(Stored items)

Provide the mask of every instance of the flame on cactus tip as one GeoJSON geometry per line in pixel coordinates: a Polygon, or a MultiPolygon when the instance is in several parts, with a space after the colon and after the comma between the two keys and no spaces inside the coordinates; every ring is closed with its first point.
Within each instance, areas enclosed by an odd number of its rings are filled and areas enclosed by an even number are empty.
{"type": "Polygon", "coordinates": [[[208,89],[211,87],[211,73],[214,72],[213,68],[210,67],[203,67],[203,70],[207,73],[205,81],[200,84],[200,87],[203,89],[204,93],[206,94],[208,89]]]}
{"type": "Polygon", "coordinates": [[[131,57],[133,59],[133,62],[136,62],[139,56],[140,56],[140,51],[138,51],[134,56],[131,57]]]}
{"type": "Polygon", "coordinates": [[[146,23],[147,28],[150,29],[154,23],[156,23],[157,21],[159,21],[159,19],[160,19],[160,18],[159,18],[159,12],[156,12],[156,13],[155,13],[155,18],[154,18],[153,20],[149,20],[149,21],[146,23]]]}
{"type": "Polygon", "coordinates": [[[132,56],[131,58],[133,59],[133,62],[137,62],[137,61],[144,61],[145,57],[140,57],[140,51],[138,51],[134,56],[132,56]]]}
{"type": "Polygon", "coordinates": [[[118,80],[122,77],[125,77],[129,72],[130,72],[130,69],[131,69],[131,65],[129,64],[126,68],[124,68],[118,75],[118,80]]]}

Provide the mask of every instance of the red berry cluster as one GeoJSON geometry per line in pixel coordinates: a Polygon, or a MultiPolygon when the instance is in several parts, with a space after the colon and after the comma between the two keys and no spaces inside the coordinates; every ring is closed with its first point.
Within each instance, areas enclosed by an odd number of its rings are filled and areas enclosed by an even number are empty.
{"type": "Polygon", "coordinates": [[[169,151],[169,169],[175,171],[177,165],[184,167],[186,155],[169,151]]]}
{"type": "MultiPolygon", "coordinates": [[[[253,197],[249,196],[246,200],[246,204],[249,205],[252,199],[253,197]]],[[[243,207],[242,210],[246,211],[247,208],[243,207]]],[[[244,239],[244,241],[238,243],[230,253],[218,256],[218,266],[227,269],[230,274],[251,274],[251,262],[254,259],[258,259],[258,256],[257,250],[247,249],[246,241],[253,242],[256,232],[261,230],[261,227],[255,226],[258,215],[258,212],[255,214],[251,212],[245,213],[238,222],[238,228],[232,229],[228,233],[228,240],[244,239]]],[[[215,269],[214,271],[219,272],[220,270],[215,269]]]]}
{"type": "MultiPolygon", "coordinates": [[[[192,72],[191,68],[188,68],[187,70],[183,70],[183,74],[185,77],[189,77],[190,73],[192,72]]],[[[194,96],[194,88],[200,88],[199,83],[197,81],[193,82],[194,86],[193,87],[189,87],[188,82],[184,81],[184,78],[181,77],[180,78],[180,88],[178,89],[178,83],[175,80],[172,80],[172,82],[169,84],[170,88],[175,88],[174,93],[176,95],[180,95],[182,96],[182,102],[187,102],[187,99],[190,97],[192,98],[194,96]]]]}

■ ASSIGNMENT ■
Would you give the entries back word for word?

■ RESPONSE ■
Provide the mask of every instance of the flame on cactus tip as one GeoJSON geometry per line in pixel coordinates: a Polygon, or a MultiPolygon when the instance is in several parts, with a space after the colon and after the comma between the two keys and no spaces inside the coordinates; every ring is closed with its first point.
Within each instance, areas enclosed by an odd number of its rings are filled and areas enclosed by an even number are empty.
{"type": "Polygon", "coordinates": [[[208,89],[211,87],[211,73],[214,72],[213,68],[210,67],[203,67],[203,70],[207,73],[205,81],[200,84],[200,87],[203,89],[204,93],[206,94],[208,89]]]}
{"type": "Polygon", "coordinates": [[[131,57],[133,59],[133,62],[136,62],[139,56],[140,56],[140,51],[138,51],[134,56],[131,57]]]}
{"type": "Polygon", "coordinates": [[[146,23],[147,28],[150,29],[154,23],[156,23],[157,21],[159,21],[159,19],[160,19],[160,18],[159,18],[159,12],[156,12],[156,13],[155,13],[155,18],[154,18],[153,20],[149,20],[149,21],[146,23]]]}
{"type": "Polygon", "coordinates": [[[132,56],[131,58],[133,59],[133,62],[137,62],[137,61],[144,61],[145,57],[140,57],[140,51],[138,51],[134,56],[132,56]]]}
{"type": "Polygon", "coordinates": [[[118,80],[122,77],[125,77],[129,72],[130,72],[130,69],[131,69],[131,65],[129,64],[126,68],[124,68],[118,75],[118,80]]]}

Provide the mask of every instance of the red berry cluster as one GeoJSON geometry per line in pixel coordinates: a Polygon, or a MultiPolygon when the instance is in several parts, with a space after the colon and after the comma between the two keys and no spaces inside the coordinates; every ring is closed with its first point.
Within each instance, areas enclosed by an odd number of its rings are filled and areas enclosed by an even number are empty.
{"type": "Polygon", "coordinates": [[[169,151],[169,169],[175,171],[177,165],[184,167],[186,155],[169,151]]]}
{"type": "MultiPolygon", "coordinates": [[[[253,197],[249,196],[246,200],[246,204],[249,205],[252,199],[253,197]]],[[[243,207],[242,210],[246,211],[247,208],[243,207]]],[[[244,239],[244,241],[238,243],[230,253],[218,256],[218,266],[227,269],[230,274],[251,274],[251,262],[254,259],[258,259],[258,256],[257,250],[247,249],[246,241],[253,242],[256,232],[261,230],[261,227],[255,226],[258,215],[258,212],[255,214],[251,212],[245,213],[238,222],[238,228],[232,229],[228,233],[228,240],[244,239]]],[[[215,269],[214,271],[219,272],[220,270],[215,269]]]]}
{"type": "MultiPolygon", "coordinates": [[[[192,72],[191,68],[188,68],[187,70],[183,70],[183,74],[185,77],[189,77],[190,73],[192,72]]],[[[194,96],[194,88],[200,88],[199,83],[197,81],[193,82],[194,86],[193,87],[189,87],[188,82],[184,81],[184,78],[181,77],[180,78],[180,88],[178,89],[178,83],[175,80],[172,80],[172,82],[169,84],[170,88],[175,88],[174,93],[176,95],[180,95],[182,96],[182,102],[187,102],[187,99],[190,97],[192,98],[194,96]]]]}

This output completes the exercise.